Over at Helium Heaven today, John Cole mulls over the ongoing shenanigans in the Massachusetts legislature, and concludes:
There is no excuse for this kind of nonsense. I fully understand there are times for partisanship, but not when dealing with the law. This kind of gamesmanship, jiggering the law to put ideological allies in office, destroys confidence in the system, pisses away the moral high ground, and gives people the right to make arguments about "the Democrats are no better," because in this case, they aren't.
Well, yes and no. Yes, it's gamesmanship, and in retrospect, the Brahmins would have been wiser to leave well enough alone and allow Mittens to appoint his Kerry successor; recall if you will that Romney had not yet descended into the nether regions of Galtistan at the time and was deemed by most observers to be a fairly rational man. On the other hand, I don't think that this kind of procedural maneuvering, while patently cynical, is really that big of a deal in the grander scheme of things. Maybe in Massachusetts, but does the rest of the country really give a rat's ass about this? Does a game of parliamentary dodgeball really undermine Americans' faith in their political system any more severely, or promote the "dime's worth of difference" meme more convincingly, than stuff like this?
Federal prosecutors have accused a major Democratic fundraiser with ties to Barack Obama and Hillary Clinton of orchestrating a Ponzi scheme that involved swindling several major banks out of hundreds of millions of dollars, and using some of the proceeds to fund political candidates and PACs.According to a Justice Department press release, Hassan Nemazee was indicted this afternoon by a grand jury, charged with using fake documents and signatures to bilk Citibank, Bank of America, and HSBC out of over $290 million, in an alleged scheme that dates back to 1998. Nemazee alleged used the Citibank money to repay the B of A loan, and vice versa. And even after being questioned by FBI agents about the Citibank loan last month, Nemazee allegedly went to HSBC to fraudulently draw down a line of credit, which he tried to access funds to pay back Citibank . . .
Nemazee, 59, was Hillary Clinton's finance chair during her 2008 presidential run. He then became a top bundler for Barack Obama's campaign. He has also been a prolific contributor to Democrats himself.
And crap like this, to my mind, is simply the absolutely fucking worst:
Arkansas Rep. Mike Ross -- a Blue Dog Democrat playing a key role in the health care debate -- sold a piece of commercial property in 2007 for substantially more than a county assessment and an independent appraisal say it was worth.The buyer: an Arkansas-based pharmacy chain with a keen interest in how the debate plays out.

» **Check your understanding**:
a - Answer these questions about the blog post, one per line:
(i) Which three banks is Hassan Nemazee charged with bilking?
(ii) Whose finance chair was Nemazee during the 2008 presidential run?
(iii) In what year did Mike Ross sell the piece of commercial property?
b - For each statement below, say whether it agrees with the blog post, and quote the words that decide it:
(i) The scheme Nemazee is accused of dates back to 1998.
(ii) Mike Ross sold the property for less than a county assessment said it was worth.
(iii) Nemazee is 59 years old.
c - Return the part of the blog post from "Federal prosecutors have" to "Citibank . . .", copied word for word.

» **Data section**:
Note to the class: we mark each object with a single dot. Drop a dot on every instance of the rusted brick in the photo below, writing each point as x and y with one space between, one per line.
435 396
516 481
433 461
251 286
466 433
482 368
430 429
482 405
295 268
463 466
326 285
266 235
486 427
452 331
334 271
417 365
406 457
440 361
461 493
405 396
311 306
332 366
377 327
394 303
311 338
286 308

» **Solutions by task**:
a -
(i) Citibank, Bank of America, and HSBC
(ii) Hillary Clinton's
(iii) 2007

b -
(i) Yes: "in an alleged scheme that dates back to 1998"
(ii) No: "for substantially more than a county assessment and an independent appraisal say it was worth"
(iii) Yes: "Nemazee, 59, was Hillary Clinton's finance chair"

c -
Federal prosecutors have accused a major Democratic fundraiser with ties to Barack Obama and Hillary Clinton of orchestrating a Ponzi scheme that involved swindling several major banks out of hundreds of millions of dollars, and using some of the proceeds to fund political candidates and PACs.According to a Justice Department press release, Hassan Nemazee was indicted this afternoon by a grand jury, charged with using fake documents and signatures to bilk Citibank, Bank of America, and HSBC out of over $290 million, in an alleged scheme that dates back to 1998. Nemazee alleged used the Citibank money to repay the B of A loan, and vice versa. And even after being questioned by FBI agents about the Citibank loan last month, Nemazee allegedly went to HSBC to fraudulently draw down a line of credit, which he tried to access funds to pay back Citibank . . .